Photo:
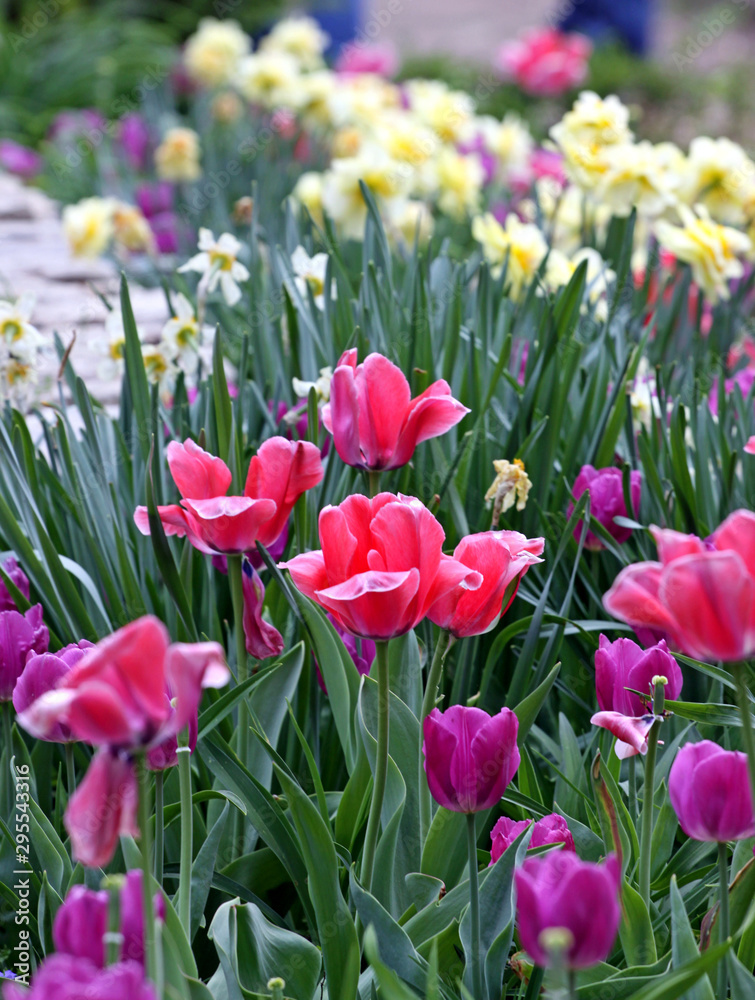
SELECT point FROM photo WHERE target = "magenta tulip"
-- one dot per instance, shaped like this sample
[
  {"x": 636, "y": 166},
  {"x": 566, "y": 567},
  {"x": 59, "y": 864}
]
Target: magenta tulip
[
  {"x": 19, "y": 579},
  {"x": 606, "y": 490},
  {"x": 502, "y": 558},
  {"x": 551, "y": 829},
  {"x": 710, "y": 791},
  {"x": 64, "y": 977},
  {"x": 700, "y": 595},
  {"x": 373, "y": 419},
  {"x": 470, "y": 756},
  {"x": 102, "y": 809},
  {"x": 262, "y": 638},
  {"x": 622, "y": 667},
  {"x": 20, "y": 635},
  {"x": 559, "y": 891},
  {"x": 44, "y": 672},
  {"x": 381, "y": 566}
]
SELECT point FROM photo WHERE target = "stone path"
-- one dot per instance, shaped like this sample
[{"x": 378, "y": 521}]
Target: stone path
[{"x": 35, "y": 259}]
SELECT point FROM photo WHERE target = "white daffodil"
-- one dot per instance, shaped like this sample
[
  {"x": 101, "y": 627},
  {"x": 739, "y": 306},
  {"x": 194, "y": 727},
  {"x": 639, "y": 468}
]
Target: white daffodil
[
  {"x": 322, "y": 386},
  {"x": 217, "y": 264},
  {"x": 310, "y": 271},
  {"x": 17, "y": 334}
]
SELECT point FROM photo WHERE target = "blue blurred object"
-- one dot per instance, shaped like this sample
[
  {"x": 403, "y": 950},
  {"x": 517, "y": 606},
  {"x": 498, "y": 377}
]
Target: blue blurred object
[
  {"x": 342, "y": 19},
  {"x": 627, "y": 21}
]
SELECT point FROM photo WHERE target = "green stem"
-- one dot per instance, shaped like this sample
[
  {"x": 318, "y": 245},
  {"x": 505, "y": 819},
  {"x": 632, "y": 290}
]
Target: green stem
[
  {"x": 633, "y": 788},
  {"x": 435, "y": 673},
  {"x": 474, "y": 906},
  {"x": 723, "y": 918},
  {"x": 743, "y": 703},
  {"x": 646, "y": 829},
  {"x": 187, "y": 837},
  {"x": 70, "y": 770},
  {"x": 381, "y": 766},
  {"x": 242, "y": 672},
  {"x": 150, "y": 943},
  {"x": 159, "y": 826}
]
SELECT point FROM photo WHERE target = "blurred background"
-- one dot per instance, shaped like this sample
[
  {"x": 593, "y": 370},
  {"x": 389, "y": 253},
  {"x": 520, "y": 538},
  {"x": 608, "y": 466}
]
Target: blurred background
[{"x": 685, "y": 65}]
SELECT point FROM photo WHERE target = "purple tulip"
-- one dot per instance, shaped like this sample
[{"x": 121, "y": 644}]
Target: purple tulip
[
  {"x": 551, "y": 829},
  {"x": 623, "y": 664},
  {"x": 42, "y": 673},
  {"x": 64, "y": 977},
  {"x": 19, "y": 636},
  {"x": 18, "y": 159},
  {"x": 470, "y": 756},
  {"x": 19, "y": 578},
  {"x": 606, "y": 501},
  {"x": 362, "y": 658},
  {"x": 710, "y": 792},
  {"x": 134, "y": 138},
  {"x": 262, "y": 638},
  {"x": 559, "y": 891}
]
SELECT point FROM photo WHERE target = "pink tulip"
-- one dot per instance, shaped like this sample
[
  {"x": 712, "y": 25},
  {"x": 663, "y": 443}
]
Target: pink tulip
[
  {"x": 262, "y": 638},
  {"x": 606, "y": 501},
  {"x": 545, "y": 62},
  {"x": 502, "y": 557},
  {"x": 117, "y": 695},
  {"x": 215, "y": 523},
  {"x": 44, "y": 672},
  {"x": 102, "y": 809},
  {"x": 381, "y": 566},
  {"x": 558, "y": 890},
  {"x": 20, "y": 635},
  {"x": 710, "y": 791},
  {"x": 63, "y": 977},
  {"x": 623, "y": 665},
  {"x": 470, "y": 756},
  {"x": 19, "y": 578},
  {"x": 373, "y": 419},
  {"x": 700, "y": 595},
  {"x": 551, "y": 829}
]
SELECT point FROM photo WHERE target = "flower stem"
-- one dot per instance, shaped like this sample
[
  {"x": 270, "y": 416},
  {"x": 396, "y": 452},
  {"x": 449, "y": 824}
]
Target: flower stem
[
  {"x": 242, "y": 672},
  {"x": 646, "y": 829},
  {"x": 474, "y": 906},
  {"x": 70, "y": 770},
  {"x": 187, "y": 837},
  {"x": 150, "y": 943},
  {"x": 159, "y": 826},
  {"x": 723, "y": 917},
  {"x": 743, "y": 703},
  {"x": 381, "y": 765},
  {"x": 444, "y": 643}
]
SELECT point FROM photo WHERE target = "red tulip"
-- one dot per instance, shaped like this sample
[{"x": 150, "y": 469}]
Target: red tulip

---+---

# [PROBLEM REQUIREMENTS]
With the pictures omitted, print each line of the data above precisely as given.

# [EXPECTED ANSWER]
Photo:
SELECT point FROM photo WHERE target = "magenta tulip"
-- one dot per instance, shaped like this sample
[
  {"x": 636, "y": 166},
  {"x": 566, "y": 567},
  {"x": 59, "y": 864}
]
Target: magenta tulip
[
  {"x": 19, "y": 579},
  {"x": 606, "y": 490},
  {"x": 502, "y": 558},
  {"x": 551, "y": 829},
  {"x": 710, "y": 791},
  {"x": 64, "y": 977},
  {"x": 700, "y": 595},
  {"x": 373, "y": 419},
  {"x": 470, "y": 756},
  {"x": 102, "y": 809},
  {"x": 262, "y": 638},
  {"x": 622, "y": 667},
  {"x": 20, "y": 635},
  {"x": 559, "y": 891},
  {"x": 44, "y": 672},
  {"x": 381, "y": 566}
]
SELECT point FROM photo WHERE target = "stone path"
-- one dot per instance, shaped like this sample
[{"x": 378, "y": 521}]
Target: stone path
[{"x": 35, "y": 259}]
SELECT point FROM photo WHERE target = "white daffodil"
-- one dot per instance, shaped like this sample
[
  {"x": 101, "y": 627},
  {"x": 739, "y": 306},
  {"x": 194, "y": 727},
  {"x": 639, "y": 468}
]
Target: white daffodil
[
  {"x": 322, "y": 386},
  {"x": 217, "y": 264},
  {"x": 310, "y": 271},
  {"x": 17, "y": 334}
]
SELECT point FROM photo WHERE target = "blue blurred object"
-- one dot per instance, shaped like this sample
[
  {"x": 403, "y": 950},
  {"x": 517, "y": 606},
  {"x": 498, "y": 377}
]
Target: blue blurred object
[
  {"x": 342, "y": 19},
  {"x": 627, "y": 21}
]
SELECT point FROM photo WHERE target = "green stem"
-- one dot per instance, shaped like this sample
[
  {"x": 318, "y": 245},
  {"x": 505, "y": 819},
  {"x": 632, "y": 290}
]
Target: green stem
[
  {"x": 633, "y": 788},
  {"x": 435, "y": 673},
  {"x": 474, "y": 906},
  {"x": 723, "y": 918},
  {"x": 743, "y": 703},
  {"x": 646, "y": 829},
  {"x": 187, "y": 837},
  {"x": 70, "y": 770},
  {"x": 381, "y": 766},
  {"x": 242, "y": 672},
  {"x": 150, "y": 943},
  {"x": 159, "y": 826}
]
SELECT point FROM photo WHERE target = "blurred background"
-- one dot per instance, shaped like this sample
[
  {"x": 593, "y": 370},
  {"x": 389, "y": 253},
  {"x": 520, "y": 538},
  {"x": 608, "y": 466}
]
Target: blurred background
[{"x": 685, "y": 65}]
SELECT point FROM photo WHERE target = "purple tulip"
-- one dot per instance, shaped like this sample
[{"x": 121, "y": 644}]
Target: purple tulip
[
  {"x": 551, "y": 829},
  {"x": 623, "y": 664},
  {"x": 42, "y": 673},
  {"x": 64, "y": 977},
  {"x": 19, "y": 636},
  {"x": 18, "y": 159},
  {"x": 470, "y": 756},
  {"x": 19, "y": 578},
  {"x": 606, "y": 501},
  {"x": 362, "y": 658},
  {"x": 710, "y": 792},
  {"x": 134, "y": 138},
  {"x": 262, "y": 638},
  {"x": 559, "y": 891}
]
SELECT point FROM photo WHERE target = "pink tulip"
-- one dot per instance, shaped like this sample
[
  {"x": 712, "y": 25},
  {"x": 663, "y": 443}
]
Target: pink tulip
[
  {"x": 262, "y": 638},
  {"x": 606, "y": 501},
  {"x": 545, "y": 62},
  {"x": 502, "y": 557},
  {"x": 117, "y": 695},
  {"x": 215, "y": 523},
  {"x": 44, "y": 672},
  {"x": 102, "y": 809},
  {"x": 381, "y": 566},
  {"x": 558, "y": 890},
  {"x": 20, "y": 635},
  {"x": 710, "y": 791},
  {"x": 63, "y": 977},
  {"x": 623, "y": 665},
  {"x": 470, "y": 756},
  {"x": 19, "y": 578},
  {"x": 373, "y": 419},
  {"x": 700, "y": 595},
  {"x": 551, "y": 829}
]
SELECT point FROM photo WHERE target = "flower stem"
-- one dot per instance, shaped like this sample
[
  {"x": 270, "y": 416},
  {"x": 396, "y": 452},
  {"x": 449, "y": 824}
]
Target: flower stem
[
  {"x": 242, "y": 672},
  {"x": 646, "y": 829},
  {"x": 474, "y": 906},
  {"x": 70, "y": 770},
  {"x": 187, "y": 837},
  {"x": 150, "y": 943},
  {"x": 159, "y": 826},
  {"x": 723, "y": 917},
  {"x": 743, "y": 703},
  {"x": 381, "y": 765},
  {"x": 444, "y": 643}
]
SELECT point FROM photo WHERE target = "red tulip"
-- one dot per instance, shaped like this sample
[{"x": 150, "y": 469}]
Target: red tulip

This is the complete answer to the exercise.